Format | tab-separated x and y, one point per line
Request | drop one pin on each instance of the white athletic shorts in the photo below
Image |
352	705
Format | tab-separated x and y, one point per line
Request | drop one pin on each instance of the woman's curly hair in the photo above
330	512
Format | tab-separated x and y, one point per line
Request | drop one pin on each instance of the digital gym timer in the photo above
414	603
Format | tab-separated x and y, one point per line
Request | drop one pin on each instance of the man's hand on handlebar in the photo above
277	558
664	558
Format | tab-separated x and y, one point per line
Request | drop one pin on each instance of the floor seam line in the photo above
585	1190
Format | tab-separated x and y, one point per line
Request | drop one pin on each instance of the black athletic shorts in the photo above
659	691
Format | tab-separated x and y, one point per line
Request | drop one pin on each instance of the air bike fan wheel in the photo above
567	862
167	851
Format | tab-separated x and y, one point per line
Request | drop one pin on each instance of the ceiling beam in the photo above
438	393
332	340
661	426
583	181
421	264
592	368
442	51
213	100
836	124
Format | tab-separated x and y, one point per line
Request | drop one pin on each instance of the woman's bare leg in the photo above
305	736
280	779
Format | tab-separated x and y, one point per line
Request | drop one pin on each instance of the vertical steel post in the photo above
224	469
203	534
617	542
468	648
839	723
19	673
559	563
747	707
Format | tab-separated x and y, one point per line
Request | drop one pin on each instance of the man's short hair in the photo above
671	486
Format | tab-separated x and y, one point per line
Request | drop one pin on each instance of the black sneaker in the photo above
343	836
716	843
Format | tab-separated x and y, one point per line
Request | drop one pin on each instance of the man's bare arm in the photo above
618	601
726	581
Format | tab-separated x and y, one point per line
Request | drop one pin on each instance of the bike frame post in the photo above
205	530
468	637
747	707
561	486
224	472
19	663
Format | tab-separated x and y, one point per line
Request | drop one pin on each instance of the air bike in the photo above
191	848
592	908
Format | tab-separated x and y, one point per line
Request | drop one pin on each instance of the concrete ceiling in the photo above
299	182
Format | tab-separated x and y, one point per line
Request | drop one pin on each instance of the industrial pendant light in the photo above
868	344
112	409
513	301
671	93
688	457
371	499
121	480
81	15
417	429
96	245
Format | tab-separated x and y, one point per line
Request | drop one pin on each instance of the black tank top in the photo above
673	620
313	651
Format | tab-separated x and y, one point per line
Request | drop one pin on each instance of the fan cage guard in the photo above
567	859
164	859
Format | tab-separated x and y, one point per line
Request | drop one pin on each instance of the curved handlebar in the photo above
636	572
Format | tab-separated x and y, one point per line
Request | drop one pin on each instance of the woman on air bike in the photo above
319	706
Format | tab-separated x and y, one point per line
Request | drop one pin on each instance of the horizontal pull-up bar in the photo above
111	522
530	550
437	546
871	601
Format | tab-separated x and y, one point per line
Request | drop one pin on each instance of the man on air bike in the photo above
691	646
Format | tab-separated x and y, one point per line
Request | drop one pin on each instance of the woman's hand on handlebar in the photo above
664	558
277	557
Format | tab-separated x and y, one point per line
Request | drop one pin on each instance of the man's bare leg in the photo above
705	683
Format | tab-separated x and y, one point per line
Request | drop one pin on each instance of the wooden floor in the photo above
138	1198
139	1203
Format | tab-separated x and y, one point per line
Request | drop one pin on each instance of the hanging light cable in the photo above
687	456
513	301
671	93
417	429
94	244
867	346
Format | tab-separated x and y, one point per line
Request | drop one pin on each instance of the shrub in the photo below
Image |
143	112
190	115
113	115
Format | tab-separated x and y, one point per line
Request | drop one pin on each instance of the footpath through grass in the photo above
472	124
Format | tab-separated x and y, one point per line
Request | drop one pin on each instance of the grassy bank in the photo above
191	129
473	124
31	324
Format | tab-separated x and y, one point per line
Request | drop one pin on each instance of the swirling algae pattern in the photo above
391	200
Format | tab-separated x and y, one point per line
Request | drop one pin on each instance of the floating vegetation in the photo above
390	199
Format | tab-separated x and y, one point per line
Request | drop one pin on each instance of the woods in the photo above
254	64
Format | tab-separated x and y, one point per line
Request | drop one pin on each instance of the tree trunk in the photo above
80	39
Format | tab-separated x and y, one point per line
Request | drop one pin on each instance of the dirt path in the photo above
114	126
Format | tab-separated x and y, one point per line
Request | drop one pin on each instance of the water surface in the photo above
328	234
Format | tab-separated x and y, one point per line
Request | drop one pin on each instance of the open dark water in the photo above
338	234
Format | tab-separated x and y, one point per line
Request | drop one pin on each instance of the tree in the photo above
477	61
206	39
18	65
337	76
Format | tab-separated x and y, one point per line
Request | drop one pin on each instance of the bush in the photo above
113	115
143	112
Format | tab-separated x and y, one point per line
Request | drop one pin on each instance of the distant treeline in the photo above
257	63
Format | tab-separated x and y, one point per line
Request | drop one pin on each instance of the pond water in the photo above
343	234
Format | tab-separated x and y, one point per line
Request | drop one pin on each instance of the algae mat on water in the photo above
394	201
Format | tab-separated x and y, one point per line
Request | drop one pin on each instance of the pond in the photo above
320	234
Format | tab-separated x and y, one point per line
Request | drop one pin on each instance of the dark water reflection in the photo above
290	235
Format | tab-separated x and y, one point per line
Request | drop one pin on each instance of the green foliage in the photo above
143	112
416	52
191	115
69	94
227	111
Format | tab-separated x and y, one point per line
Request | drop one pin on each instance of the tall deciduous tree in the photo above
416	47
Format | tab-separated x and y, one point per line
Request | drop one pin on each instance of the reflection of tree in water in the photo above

TASK STATEMENT
Reproduce the material in full, with no word added or dropped.

SOLUTION BELOW
Format | tab-separated x and y, one point per line
Request | drop one pin on each instance of the white athletic shorts in the photo below
Image |
352	705
Format | tab-separated x and y, one point per line
Request | drop one pin on each instance of the woman's curly hair in the photo above
330	512
Format | tab-separated x and y, one point per line
Request | drop one pin on each instance of the digital gym timer in the photo above
414	603
Format | tab-separated x and y, one point per line
Request | drop one pin on each instance of the man's hand on handlebar in the photo above
277	558
664	558
Format | tab-separated x and y, one point per line
Request | drop one pin on each instance of the floor seam line in the photo above
585	1190
Format | tab-separated x and y, one point per line
Request | drop one pin on each instance of the black athletic shorts in the photo above
659	691
Format | tab-separated x and y, one point per line
Request | drop one pin on each instance of the air bike fan wheel in the photo above
567	862
167	851
Format | tab-separated x and y, one point per line
Request | drop one pin on each instance of the ceiling beam in the photo above
438	393
332	340
661	426
583	181
421	264
592	368
442	51
213	100
836	124
Format | tab-separated x and y, one point per line
Request | drop one pin on each instance of the woman's bare leg in the photo above
305	736
280	779
Format | tab-separated x and y, one point per line
Request | drop one pin on each instance of the vertical steel post in the photo above
224	469
203	534
617	542
468	648
839	723
19	673
559	563
747	707
Format | tab-separated x and y, one point per line
Request | drop one pin on each instance of the man's short hair in the photo above
671	486
Format | tab-separated x and y, one point per line
Request | drop one pin on each instance of the black sneaker in the photo above
343	836
716	843
Format | tab-separated x and y, one point per line
Request | drop one pin on each instance of the man's bare arm in the photo above
618	601
726	581
Format | tab-separated x and y, one point per line
Request | drop one pin on each instance of the bike frame post in the photo above
205	530
468	637
747	707
561	486
224	472
19	663
Format | tab-separated x and y, one point per line
Request | drop one pin on each instance of the air bike in the photo above
191	848
592	908
Format | tab-separated x and y, one point per line
Request | drop one pin on each instance of the concrete ceiling in the photo above
299	182
Format | tab-separated x and y, one point per line
Request | drop one pin on each instance of the industrial pendant light in the photo above
868	344
112	409
513	301
671	93
688	457
371	499
121	480
81	15
417	429
96	245
Format | tab-separated x and y, one point per line
Request | drop one pin on each instance of the black tank top in the photo above
673	620
313	651
Format | tab-separated x and y, one point per line
Request | drop one pin on each instance of the fan cage guard in the photo above
567	859
164	859
Format | tab-separated x and y, one point per line
Request | drop one pin on each instance of the curved handlebar in the photo above
636	572
Format | tab-separated x and y, one point per line
Request | drop one pin on each instance of the woman on air bike in the photo above
319	706
Format | tab-separated x and y, one point per line
Request | drop one pin on each instance of the horizontal pull-up bar in the photo above
111	522
530	550
437	546
871	601
Format | tab-separated x and y, one point per line
Request | drop one pin on each instance of the man on air bike in the photo above
691	646
Format | tab-separated x and y, one point per line
Request | drop one pin on each instance of the woman's hand on handlebar in the photo above
664	558
277	557
Format | tab-separated x and y, one point per line
Request | drop one pin on each instance of the man's bare leg in the photo above
705	683
Format | tab-separated x and y, one point per line
Request | drop one pin on each instance of the wooden floor in the photo above
138	1198
139	1203
Format | tab-separated x and y, one point per line
Request | drop one pin on each instance of the hanging light cable in the photo above
687	456
513	301
671	93
417	429
94	244
867	346
Format | tab-separated x and y, one point per line
Request | drop one pin on each instance of the shrub in the photo below
Image |
143	112
190	115
113	115
Format | tab-separated x and y, one point per line
Request | drop one pin on each instance of the footpath through grass in the photo above
472	124
Format | tab-separated x and y, one point per line
Request | drop one pin on each instance of the grassy bank in the photo above
191	129
473	124
31	324
Format | tab-separated x and y, one point per line
Request | drop one pin on each instance of the swirling algae pattern in the photo above
391	200
Format | tab-separated x and y, one point per line
Request | drop one pin on each instance of the floating vegetation in the photo above
390	199
Format | tab-separated x and y, one point per line
Request | drop one pin on each instance of the woods in the photo above
254	64
Format | tab-separated x and y, one point per line
Request | drop one pin on each instance of the tree trunk in the photo above
80	39
Format | tab-separated x and y, one point per line
Request | drop one pin on each instance of the dirt path in the photo above
114	126
Format | tab-separated x and y, one point per line
Request | drop one pin on each instance of the water surface in the photo above
328	234
Format | tab-separated x and y, one point per line
Request | drop one pin on each instance of the open dark water in the photo above
338	234
Format | tab-separated x and y, one point per line
Request | drop one pin on each instance of the tree in the photo above
477	61
206	39
18	65
337	76
Format | tab-separated x and y, one point per line
Request | drop one pin on each instance of the bush in the photo above
113	115
143	112
Format | tab-separated x and y, one point per line
Request | drop one pin on each instance of the distant treeline in the photo above
257	63
Format | tab-separated x and y, one point per line
Request | drop one pin on each instance of the pond water in the photo above
343	234
Format | tab-separated x and y, one point per line
Request | drop one pin on each instance of the algae mat on water in the photo above
394	201
Format | tab-separated x and y, one point per line
Request | drop one pin on each instance of the pond in the photo above
320	234
Format | tab-separated x and y, one point per line
Request | drop one pin on each instance of the dark water reflection in the photo above
290	235
Format | tab-separated x and y, one point per line
Request | drop one pin on each instance of the green foliage in the photo above
143	112
416	52
191	115
69	94
227	111
Format | tab-separated x and y, one point per line
Request | drop one pin on each instance of the tall deciduous tree in the photo above
416	47
Format | tab-separated x and y, one point per line
Request | drop one pin on each instance of the reflection of tree in water in the photo above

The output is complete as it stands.